TEXT SEGMENT:
Segment Open
Imagine what might have happened if railroad workers had struck this week.
The supply might well have been disrupted in ways that other delivery systems, like air and commercial vehicle freight, would not have been able to fully compensate for. Why? Those transportation industries already have their own capacity challenges.
We’ve seen supply chain disruptions with alarming frequency these past few years. The driver shortage preceded the pandemic. The pandemic altered the supply-and-demand balance in ways from which we’re still recovering. When demand grew back to near-pre-pandemic levels, the ports bottlenecked, with ships in days-long waits for a slot. Then: no place for the containers at the ports. And overstuffed warehouses.
The global economy too-often looks like it needs a plumber.
We hear this phrase: “The best defense is a good offense.” That’s what a number of initiatives are trying to address. Being proactive can be a way to mitigate the reactive stuff.
The Infrastructure Bill passed by Congress a year ago includes a number of efforts in the name of transportation. Road and bridge repair, airport and rail improvement, and port enhancements will all contribute to a better flow of goods throughout the country. (Patience is in order: every section of road repair will likely cause temporary traffic jams.)
Segment Closed
INSTRUCTIONS TO FOLLOW: Copy the supply chain passage from the words "The supply might" through "needs a plumber.", swapping every "ports" for "harbors".

STORED DATA:
Segment Open
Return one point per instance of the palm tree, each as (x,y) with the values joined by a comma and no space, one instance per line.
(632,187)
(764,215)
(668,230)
Segment Closed
Segment Open
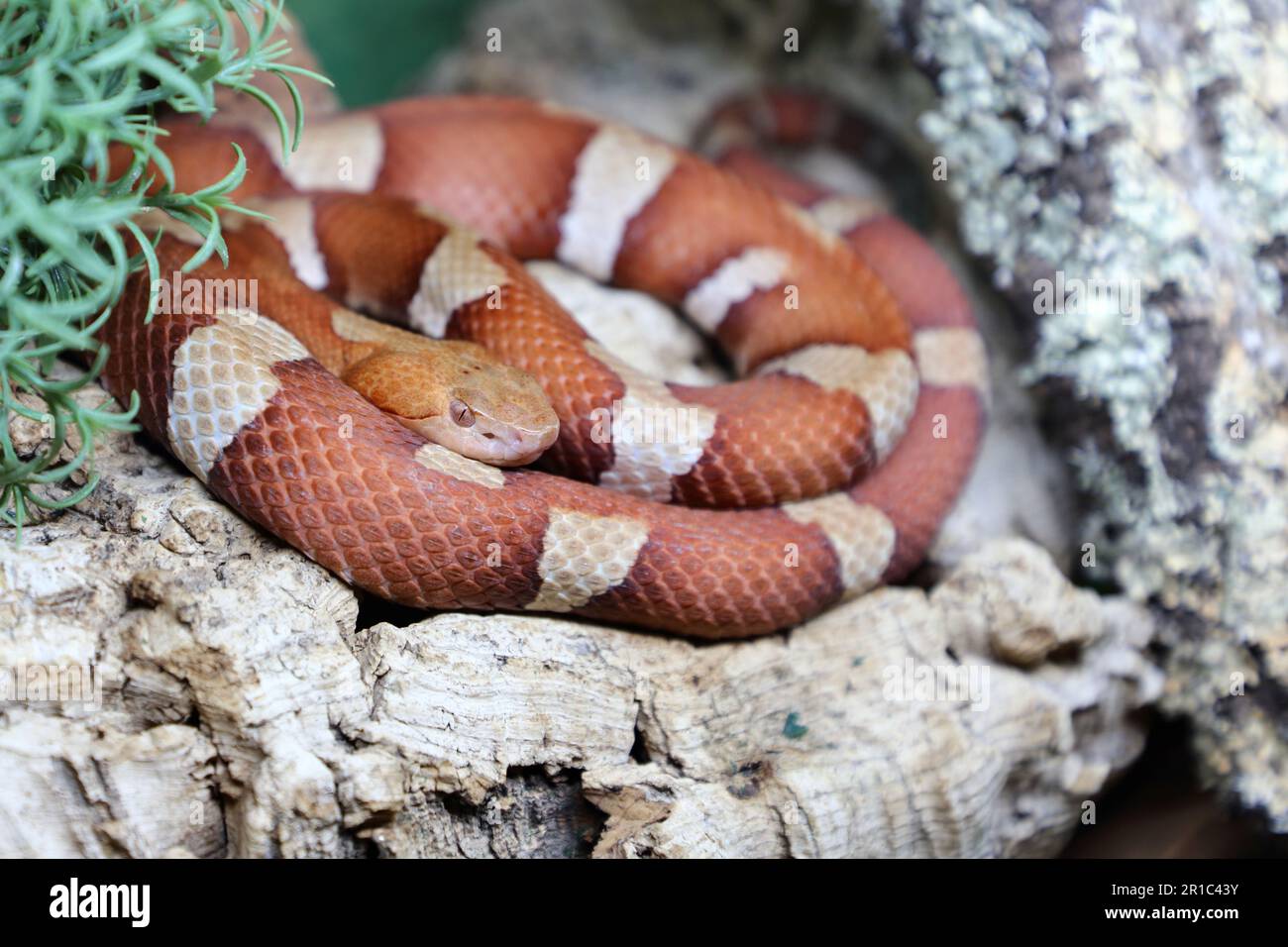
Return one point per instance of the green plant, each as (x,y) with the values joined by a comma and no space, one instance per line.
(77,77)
Segment Closed
Segment Open
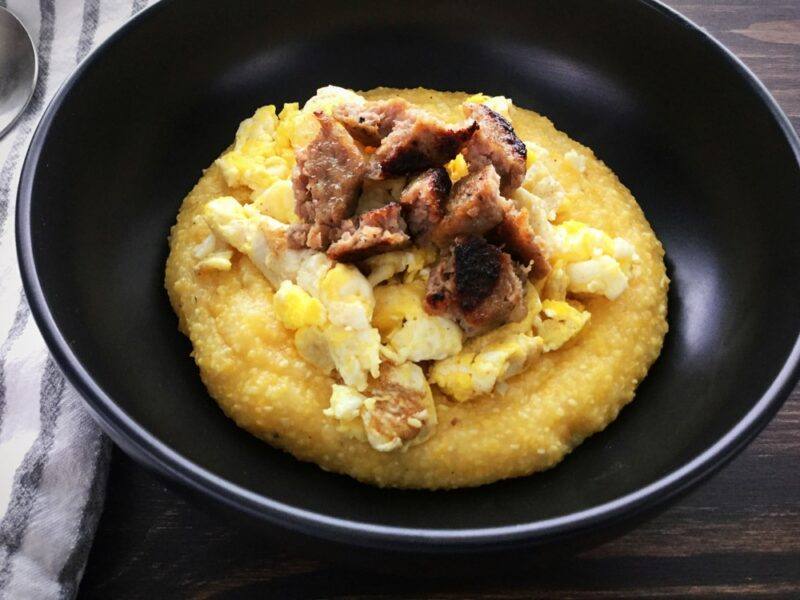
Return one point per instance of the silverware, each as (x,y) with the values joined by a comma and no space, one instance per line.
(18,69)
Segment Closed
REPLY TO THE TASK:
The supply might well have been disrupted in ways that other delivery systems, like air and commercial vehicle freight, would not have been able to fully compensate for. Why? Those transportation industries already have their own capacity challenges.
We’ve seen supply chain disruptions with alarming frequency these past few years. The driver shortage preceded the pandemic. The pandemic altered the supply-and-demand balance in ways from which we’re still recovering. When demand grew back to near-pre-pandemic levels, the harbors bottlenecked, with ships in days-long waits for a slot. Then: no place for the containers at the harbors. And overstuffed warehouses.
The global economy too-often looks like it needs a plumber.